===== Text excerpt
Models Got Expensive. Data Gets More Expensive.

Executive Summary

In Q1 2026, global venture funding hit $300 billion in a single quarter, an all-time record. Eighty percent of it, $242 billion, went to AI companies, and most of that was absorbed by just four mega-rounds: OpenAI, Anthropic, xAI, and Waymo. The headline is clear. Capital bet on frontier models.

But the headline leaves one question unanswered. Who makes the data that feeds those models, and at what price? Over the same stretch, Meta poured $14.3 billion into the data-labeling company Scale AI to take a 49% stake (a $29 billion valuation), while the bootstrapped Surge AI overtook Scale on revenue and pushed for a $25 billion valuation. The more expensive models become, the more the price — and the power — of the data that feeds them rises alongside.

This piece looks at the data layer that is quietly getting more expensive in the shadow of the mega-rounds. If the flashy half of the capital flow is the model, the other half is the fuel that runs it: the data.

Key Figures

Source: Crunchbase News, 2026 · data-layer figures from Bloomberg, Reuters, and others

These four numbers compress the whole quarter: a record total, an 80% tilt toward AI, a concentration into just four companies, and, in their shadow, one data company that Big Tech bought half of. The first three are the story the headline already told; the last one is the story this piece follows.

$300B

Global VC funding, Q1 2026

Record quarter, +150% YoY

80%

Share captured by AI

$242B — up from 55% a year ago

$188B

Sum of just 4 rounds

65% of all global Q1 funding

$29B

Scale AI valuation

Meta took 49% for $14.3B

1

A Record Quarter, and One Missing Question

Start with the numbers. By Crunchbase's count, startups worldwide raised about $300 billion in venture funding in Q1 2026. That's up nearly 150% from both the prior quarter and the year-ago quarter, an all-time single-quarter record. This one quarter is roughly equal to 70% of all venture funding in the whole of 2025.
==========
What to work on: From the article on AI funding and data costs, write out the passage that begins at the words "Source: Crunchbase News, 2026" and stops after "this piece follows.".
===== Information supplied
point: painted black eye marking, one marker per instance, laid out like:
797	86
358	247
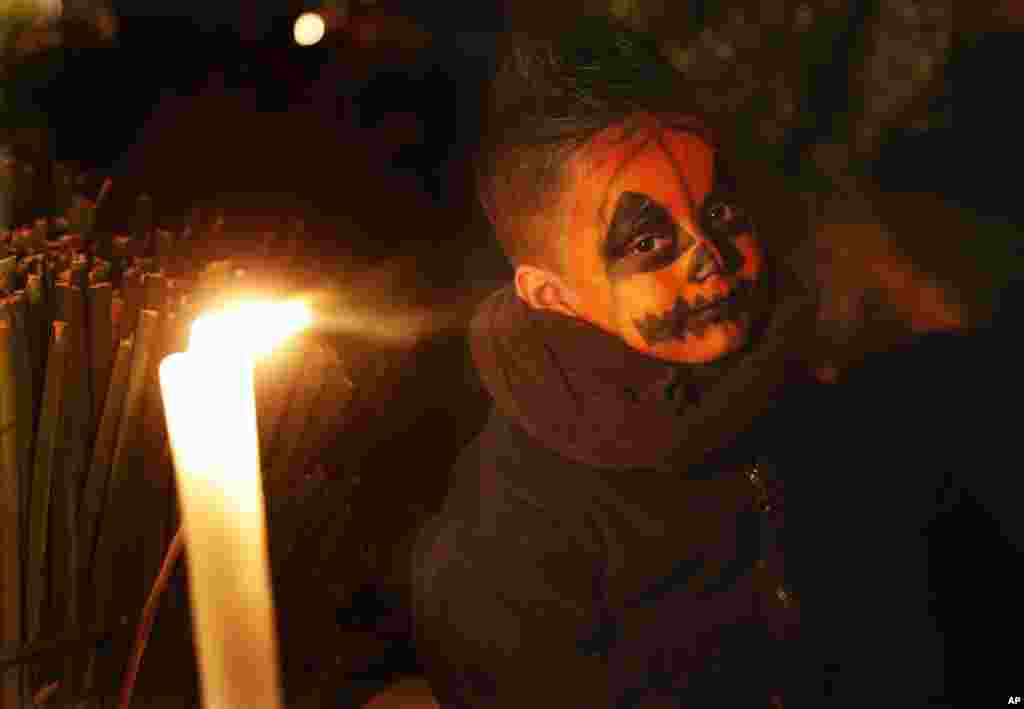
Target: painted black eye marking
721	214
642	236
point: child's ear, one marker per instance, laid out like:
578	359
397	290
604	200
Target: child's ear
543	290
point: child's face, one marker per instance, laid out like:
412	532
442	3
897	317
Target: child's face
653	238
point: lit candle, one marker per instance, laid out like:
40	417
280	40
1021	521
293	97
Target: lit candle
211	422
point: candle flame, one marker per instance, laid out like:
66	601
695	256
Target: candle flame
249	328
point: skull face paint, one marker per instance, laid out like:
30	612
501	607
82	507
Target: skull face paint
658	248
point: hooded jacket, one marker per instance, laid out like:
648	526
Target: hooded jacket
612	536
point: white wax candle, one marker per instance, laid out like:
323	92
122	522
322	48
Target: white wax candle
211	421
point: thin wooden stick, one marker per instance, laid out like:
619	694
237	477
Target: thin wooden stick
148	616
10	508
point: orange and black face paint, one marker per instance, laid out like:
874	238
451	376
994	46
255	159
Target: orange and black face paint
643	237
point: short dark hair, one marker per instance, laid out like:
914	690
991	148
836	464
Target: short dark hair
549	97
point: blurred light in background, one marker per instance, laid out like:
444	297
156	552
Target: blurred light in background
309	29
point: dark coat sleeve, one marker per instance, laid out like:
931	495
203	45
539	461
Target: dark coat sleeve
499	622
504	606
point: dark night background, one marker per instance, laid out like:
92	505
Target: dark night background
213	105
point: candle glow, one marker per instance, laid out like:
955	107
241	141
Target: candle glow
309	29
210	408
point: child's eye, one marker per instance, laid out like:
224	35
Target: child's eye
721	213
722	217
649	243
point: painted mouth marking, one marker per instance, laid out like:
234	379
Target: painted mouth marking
==========
Reply to the task:
Source: Crunchbase News, 2026 · data-layer figures from Bloomberg, Reuters, and others

These four numbers compress the whole quarter: a record total, an 80% tilt toward AI, a concentration into just four companies, and, in their shadow, one data company that Big Tech bought half of. The first three are the story the headline already told; the last one is the story this piece follows.